=== DATA ROWS ===

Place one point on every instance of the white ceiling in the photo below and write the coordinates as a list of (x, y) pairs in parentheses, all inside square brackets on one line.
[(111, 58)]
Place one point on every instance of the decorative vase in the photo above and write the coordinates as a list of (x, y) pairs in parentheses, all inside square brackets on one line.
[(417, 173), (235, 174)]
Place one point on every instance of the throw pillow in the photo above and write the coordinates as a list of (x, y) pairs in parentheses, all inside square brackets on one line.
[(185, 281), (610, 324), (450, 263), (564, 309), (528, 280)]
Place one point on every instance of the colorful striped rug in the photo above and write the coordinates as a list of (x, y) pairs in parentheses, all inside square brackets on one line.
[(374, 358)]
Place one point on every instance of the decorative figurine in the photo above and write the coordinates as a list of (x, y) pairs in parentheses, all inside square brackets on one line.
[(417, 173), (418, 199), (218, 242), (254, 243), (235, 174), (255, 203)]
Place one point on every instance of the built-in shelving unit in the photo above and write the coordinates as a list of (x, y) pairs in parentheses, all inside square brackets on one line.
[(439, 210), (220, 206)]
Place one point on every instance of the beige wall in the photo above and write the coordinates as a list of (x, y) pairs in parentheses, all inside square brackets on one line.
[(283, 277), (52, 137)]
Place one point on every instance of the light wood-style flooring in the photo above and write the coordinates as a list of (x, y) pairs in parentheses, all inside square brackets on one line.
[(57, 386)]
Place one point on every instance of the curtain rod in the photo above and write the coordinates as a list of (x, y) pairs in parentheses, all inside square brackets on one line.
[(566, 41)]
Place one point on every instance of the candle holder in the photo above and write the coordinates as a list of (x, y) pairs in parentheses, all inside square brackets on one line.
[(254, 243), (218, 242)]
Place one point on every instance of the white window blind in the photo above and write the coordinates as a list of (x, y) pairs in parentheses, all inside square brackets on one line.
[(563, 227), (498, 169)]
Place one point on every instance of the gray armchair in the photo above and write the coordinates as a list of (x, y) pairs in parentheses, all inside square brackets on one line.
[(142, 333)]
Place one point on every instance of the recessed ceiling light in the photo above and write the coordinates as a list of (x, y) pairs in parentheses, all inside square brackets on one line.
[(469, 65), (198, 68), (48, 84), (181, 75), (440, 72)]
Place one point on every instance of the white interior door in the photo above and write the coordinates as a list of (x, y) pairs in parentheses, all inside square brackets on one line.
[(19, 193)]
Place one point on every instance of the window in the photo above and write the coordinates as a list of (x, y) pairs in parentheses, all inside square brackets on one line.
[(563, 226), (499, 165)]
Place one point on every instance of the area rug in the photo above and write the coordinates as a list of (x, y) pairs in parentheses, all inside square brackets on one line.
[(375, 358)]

===

GOAL:
Rewrite everything from the start of the records down to the line that contains "[(566, 41)]", including both ends and the requests. Scale every coordinate in the answers by 1.6 and round it to a whole number, rounding halves up.

EXPECTED ANSWER:
Place one point on every instance of the white ceiling in the photo below and write the coordinates as a list of (x, y) pairs in parentheses, all inside square brackets on one line.
[(178, 93)]
Place one point on every instance of the decorative vase in the photo above and write the coordinates as a list of (x, y) pairs in parentheses, all inside square brackets on one line.
[(667, 277), (376, 278)]
Place one point on every instance of the throw pillow in the photo above and write the coordinates as a list of (x, y) pairs in parentheses, all inside square brackets on one line.
[(296, 450), (976, 518), (720, 421), (902, 494), (845, 448)]
Place one point on every instance of the colorful striped rug in the photo above and write the coordinates as a list of (x, y) pairs in parentheses, all inside square brackets on one line.
[(598, 573)]
Place one point on every instance of the decorative figurine in the photo above and write the coordinates as a list of (x, y) pairs in parentheses, all inside square brackets on one line.
[(667, 277), (669, 318), (349, 387), (406, 389), (376, 278), (408, 325)]
Place one point on every instance of the built-in shelving unit in the photo above and write the coordinates as a list of (x, y) pairs in parentheses, all inside square brackets on one line.
[(702, 336), (352, 330)]
Place one point on every instance of the beige wall in the photo above and write the coordinates as a list of (x, y) pairs in parentheses, all inside square brackets on one line.
[(453, 443), (83, 219)]
Place one point on every instance of the light wood-style flooring in the photo above and write the coordinates as a list of (x, y) pairs in parentheses, all inside square brackets on one line.
[(91, 618)]
Place one point on every instance of the curtain rod in the photo above and write the coordinates as a list of (x, y) pairs in parentheses, all inside square brackets on one line.
[(906, 66)]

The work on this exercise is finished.